■ **CHECK YOUR UNDERSTANDING**:
1. In the article about The Gunnery's international students during online classes, what share of the student body was international in the 2019/2020 school year?
2. Repeat the article about The Gunnery's international students from "For the school" up to and including "in modern history.".
3. Carry on the article about The Gunnery's international students from the point where it stops.

■ **PASSAGE TO READ**:
· · · ·

By Harry Sutton ’20
40 years ago at a New England boarding school like The Gunnery, the student body would be almost entirely composed of relatively local kids from the Northeast. Between then and now, society has been exponentially globalized. Progress in transportation, technology, and more have made countries from all across the world profoundly more connected with each other.
For the school year of 2019/2020, The Gunnery was made up of 20% international students, be it Australia, Vietnam, or Cameroon, students from across the globe traveled to our rural campus in Washington, Connecticut last fall. No matter what country these students were from, none of them expected that the final third of their academic year would be spent on their computers due to one of the worst pandemics in modern history.
On Monday, March 30, 2020, The Gunnery began to move to online classes with Zoom. For day students and others who live on the East Coast, school begins each day at 8:00 AM and ends at 12:00 PM. This system is targeted to be ideal for as many of The Gunnery’s students as possible, but with so many time zones being used across the student body, the time constraints are very difficult to adapt to for some students. For example, some of the Chinese students who have returned home to Shanghai or Beijing have to start their classes at 8:00 PM and end at midnight.
We were able to get some insight from Coco Schweyer ‘21, who made it back home to Germany, Danny Wang ‘20, who is currently at home in Beijing after having to spend time in a hotel; Leah Coley ‘22, who is keeping in touch with The Gunnery from California; and Grace Robinson ‘21, who is in Brisbane, Australia where the time zone is 14 hours ahead of EST.
Coco said that she was certainly sad that her only year at The Gunnery was cut short, but that she believes “online classes are a good way to stay connected and continue with the classes.” As part of a program where German students can spend one year at The Gunnery, Coco would have loved to spend her full year in Washington, Connecticut, but was impressed as to how well the online classes actually worked. Coco is able to tune into every class because in her time they ordinarily take place from 2 PM to 6 PM, which definitely cuts into her day, but is manageable.
Senior Daniel Wang took this change with the most optimistic disposition possible, saying that it “serves as a reminder for me to continue to learn wherever I go, whether it is in Gunnery, my AirBnB, or at home.” Daniel treated the change as an opportunity to try to learn no matter what the circumstances are. He thinks the transition to Zoom classes was the best thing that The Gunnery could have done considering its options and supports the move. However, Daniel’s classes ordinarily take place from 8 PM to 12 AM, meaning he gets “sleepy at night especially [during] those classes from 11 to 12.” He has changed his daily routine to take a nap around midday in order to gain energy for nighttime classes.

· · · ·

■ **THE DATA**:
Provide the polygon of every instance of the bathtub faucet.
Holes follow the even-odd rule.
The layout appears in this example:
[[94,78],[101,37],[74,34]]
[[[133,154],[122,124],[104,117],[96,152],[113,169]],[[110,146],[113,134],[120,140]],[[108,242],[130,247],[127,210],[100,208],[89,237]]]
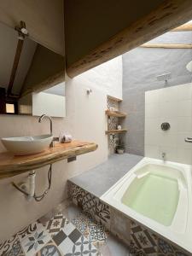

· · · ·

■ **ACTIVITY ANSWERS**:
1. 20%

2.
For the school year of 2019/2020, The Gunnery was made up of 20% international students, be it Australia, Vietnam, or Cameroon, students from across the globe traveled to our rural campus in Washington, Connecticut last fall. No matter what country these students were from, none of them expected that the final third of their academic year would be spent on their computers due to one of the worst pandemics in modern history.

3.
Daniel maintains an optimistic outlook on Zoom classes despite having missed his French and Environmental classes a few times due to a block that China puts on the internet, which denies him access to Google, Highlander Nation, Netflix, and much more. He had to stay at a hotel for two weeks during quarantine with Wi-Fi that is “five times worse than Gunnery wifi” and had trouble tuning in to Zoom. After Daniel returned home, he was able to start attending classes to the full extent, but during his time at the hotel, his internet could not keep up with the demand that Zoom takes. Despite major struggles with the internet and online classes, Daniel has kept a very positive opinion of this transition to Zoom and recommends that The Gunnery introduces an online advisor lunch.
Similarly to Daniel, sophomore Leah Coley had an optimistic outlook on a less-than-ideal situation. Leah’s first class starts at 5:00 AM most days, so she has to “roll out of bed at 4:55” and take midday naps when her classes end at 8:00 AM. Leah has missed a few early classes but remains optimistic, happily willing to rewatch the class via recording and end her day by taking her dog on a walk in the park.
Australian student, Grace Robinson ‘21 also has a less than favorable schedule for classes, starting most days off at 10:00 or 11:00 PM and ending at 2:00 AM. With this dubious timing, The Gunnery has given her permission to leave classes and midnight and watch her late classes on recording the next day. Grace says that her teachers have “been very helpful and understanding of my time zones and have offered to help me at different hours if I need it.” Despite the unfortunate scheduling, having 300 students from all around the world having to try to participate in classes all at once, teachers and students alike have coordinated for the easiest possible accommodations. She originally thought that the scheduling would be dreadful, but her experience has been a lot better than she expected it to be.
In a globally devastating time, having to log on to classes at 5:00 AM or 8:00 PM is not the most fun experience in the world, but the true character of Gunnery students has shown through these tough times. Although not everyone was terribly excited when classes were officially transitioned to online, students from different time zones all around the world have adapted to it in the best way possible.